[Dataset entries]
....

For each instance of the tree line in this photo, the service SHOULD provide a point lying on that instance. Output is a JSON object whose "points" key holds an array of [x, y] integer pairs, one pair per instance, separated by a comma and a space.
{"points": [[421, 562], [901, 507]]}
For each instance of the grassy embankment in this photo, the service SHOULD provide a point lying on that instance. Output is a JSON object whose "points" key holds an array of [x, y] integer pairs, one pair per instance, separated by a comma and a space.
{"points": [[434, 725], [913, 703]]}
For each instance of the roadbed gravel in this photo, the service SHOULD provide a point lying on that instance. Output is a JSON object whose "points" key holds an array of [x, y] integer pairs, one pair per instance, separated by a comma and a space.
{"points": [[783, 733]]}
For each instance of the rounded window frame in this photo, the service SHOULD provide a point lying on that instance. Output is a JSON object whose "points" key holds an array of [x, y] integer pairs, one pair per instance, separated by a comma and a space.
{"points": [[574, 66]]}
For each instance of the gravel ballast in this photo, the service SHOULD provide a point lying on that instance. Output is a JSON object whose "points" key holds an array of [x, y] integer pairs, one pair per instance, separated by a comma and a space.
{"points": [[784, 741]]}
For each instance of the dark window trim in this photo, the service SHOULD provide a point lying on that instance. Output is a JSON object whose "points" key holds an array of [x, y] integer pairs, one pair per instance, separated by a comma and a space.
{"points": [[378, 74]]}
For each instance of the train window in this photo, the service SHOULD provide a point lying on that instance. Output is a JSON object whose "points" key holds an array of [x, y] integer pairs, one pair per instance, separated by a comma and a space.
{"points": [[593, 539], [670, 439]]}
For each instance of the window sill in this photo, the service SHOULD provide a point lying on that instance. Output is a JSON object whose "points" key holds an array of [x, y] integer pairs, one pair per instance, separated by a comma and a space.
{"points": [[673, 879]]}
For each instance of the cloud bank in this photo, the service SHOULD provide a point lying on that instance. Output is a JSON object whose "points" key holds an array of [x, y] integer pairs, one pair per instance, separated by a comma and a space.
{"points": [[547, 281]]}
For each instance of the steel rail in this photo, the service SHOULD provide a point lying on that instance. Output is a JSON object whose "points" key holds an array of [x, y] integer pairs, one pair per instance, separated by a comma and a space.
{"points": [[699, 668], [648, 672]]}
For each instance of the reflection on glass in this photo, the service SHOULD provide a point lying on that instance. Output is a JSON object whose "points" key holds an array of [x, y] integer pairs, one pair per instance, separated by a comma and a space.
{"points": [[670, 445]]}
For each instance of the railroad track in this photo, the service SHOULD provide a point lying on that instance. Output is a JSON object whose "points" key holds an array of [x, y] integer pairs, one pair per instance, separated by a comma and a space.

....

What you should do.
Output the entries verbatim.

Solution to this task.
For each instance of the tree line in this photo, the service SHOULD provide a point lying on that instance. Output is a JSON object whose "points" key holds an array of [x, y] integer pairs, one pair per instance, separated by a comma and a space.
{"points": [[421, 562], [901, 507]]}
For each instance of the grassy embankment in this photo, the service SHOULD provide a point lying on that instance. Output is a JSON object whose "points" key holds an array of [x, y] integer pairs, one pair per instance, separated by a comma and a space.
{"points": [[434, 725], [913, 703]]}
For each instance of the roadbed gravel in this photo, the service SHOULD provide a point lying on that instance. Output is a JSON object whose "points" key holds an array of [x, y] integer pairs, one pair per instance, separated by a comma and a space.
{"points": [[783, 733]]}
For each instance of the rounded window frame in this photo, the service SHOULD provide a point lying on that instance. Output is a JSON object whose "points" key holds an array of [x, y] integer pairs, one pair per instance, separated by a comma and a space.
{"points": [[574, 66]]}
For each instance of the gravel ballast in this photo, the service SHOULD provide a point lying on that instance. Output is a JSON object whose "points" key holds an array of [x, y] integer pairs, one pair per instance, separated by a comma and a space.
{"points": [[784, 741]]}
For each instance of the dark window trim in this photo, the service SHOULD provide a point lying on that instance. Output is a JSON object whose "points" key holds an array of [x, y] integer pairs, one pair per instance, separated by a comma and a space.
{"points": [[378, 74]]}
For each instance of the train window in this photo, the service SHOULD provide a point lying on that instance. Output is a JSON object whose "points" key holds an array of [x, y] integer pairs, one pair per instance, separated by a comma and a space.
{"points": [[593, 539], [670, 439]]}
For each instance of the window sill in this photo, the service SHOULD provide a point lying on that instance. Output is a JSON object whose "points" key holds an array of [x, y] integer pairs, one pair per instance, separated by a comma and a space.
{"points": [[673, 879]]}
For each instance of the cloud bank in this photo, the service SHOULD provide a point lying on that instance. Output is a JSON object whose "points" key holds an array of [x, y] integer pairs, one pair per instance, separated by a comma and a space.
{"points": [[547, 281]]}
For each instance of the steel rail in this photo, the service SHOULD provide a point lying on that instance. Output is a JSON object whose "points" key holds an array of [x, y] integer pairs, one pair per instance, separated by a comma and a space.
{"points": [[699, 668], [648, 672]]}
For each instance of the reflection on glass in this photo, the service SHOULD provide a point lying on that instance. Output is a JSON object whose "points" key holds an array of [x, y] integer pairs, one pair per instance, separated by a comma and a space.
{"points": [[670, 445]]}
For each instance of the railroad track in this photo, the service SHOULD provide a point lying on that instance. Output is a JSON object whose "points" key holds an array of [x, y] integer pairs, one pair per instance, separated by a comma and a space.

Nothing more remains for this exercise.